DATA ROWS start

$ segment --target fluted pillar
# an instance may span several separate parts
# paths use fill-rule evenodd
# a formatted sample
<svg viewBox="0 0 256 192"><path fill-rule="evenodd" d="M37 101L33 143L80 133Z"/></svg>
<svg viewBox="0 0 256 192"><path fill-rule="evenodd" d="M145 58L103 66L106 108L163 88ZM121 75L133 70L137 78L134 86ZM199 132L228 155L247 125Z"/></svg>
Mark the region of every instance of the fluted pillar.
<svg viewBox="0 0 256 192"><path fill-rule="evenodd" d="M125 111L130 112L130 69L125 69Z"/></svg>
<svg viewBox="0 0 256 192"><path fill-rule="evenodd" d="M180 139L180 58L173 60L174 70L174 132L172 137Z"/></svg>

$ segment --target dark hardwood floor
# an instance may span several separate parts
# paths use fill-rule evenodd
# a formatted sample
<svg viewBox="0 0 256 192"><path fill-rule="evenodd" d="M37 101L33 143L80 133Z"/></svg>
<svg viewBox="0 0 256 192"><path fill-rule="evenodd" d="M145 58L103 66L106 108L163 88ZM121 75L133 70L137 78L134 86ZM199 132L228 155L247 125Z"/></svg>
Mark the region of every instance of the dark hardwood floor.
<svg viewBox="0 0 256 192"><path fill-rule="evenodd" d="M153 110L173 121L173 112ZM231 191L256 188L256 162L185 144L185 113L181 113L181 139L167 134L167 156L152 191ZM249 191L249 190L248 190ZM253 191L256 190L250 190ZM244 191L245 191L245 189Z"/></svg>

DATA ROWS end

INSTRUCTIONS TO FOLLOW
Please repeat all of the material above, word for word and line for line, with nothing changed.

SOLUTION TO THE EXERCISE
$ segment --target fluted pillar
# an instance may span several separate parts
# paths use fill-rule evenodd
# a formatted sample
<svg viewBox="0 0 256 192"><path fill-rule="evenodd" d="M37 101L33 143L80 133Z"/></svg>
<svg viewBox="0 0 256 192"><path fill-rule="evenodd" d="M145 58L103 66L106 108L163 88ZM121 75L133 70L137 78L134 86ZM199 132L228 155L247 125Z"/></svg>
Mark the region of every instance of the fluted pillar.
<svg viewBox="0 0 256 192"><path fill-rule="evenodd" d="M125 111L130 112L130 69L125 69Z"/></svg>
<svg viewBox="0 0 256 192"><path fill-rule="evenodd" d="M180 139L180 58L173 60L174 70L174 132L172 137Z"/></svg>

$ segment --target dark hardwood floor
# an instance may span several separate parts
# paths use fill-rule evenodd
# a formatted sample
<svg viewBox="0 0 256 192"><path fill-rule="evenodd" d="M37 101L33 143L80 133Z"/></svg>
<svg viewBox="0 0 256 192"><path fill-rule="evenodd" d="M145 58L103 66L106 108L163 88ZM121 75L133 70L137 78L134 86ZM199 132L228 155L247 125Z"/></svg>
Mark the region of every instance of the dark hardwood floor.
<svg viewBox="0 0 256 192"><path fill-rule="evenodd" d="M153 110L173 121L173 112ZM231 191L256 188L256 162L185 144L185 113L181 113L181 139L167 134L167 156L152 191ZM249 191L249 190L248 190ZM253 191L256 190L250 190ZM244 191L245 191L245 189Z"/></svg>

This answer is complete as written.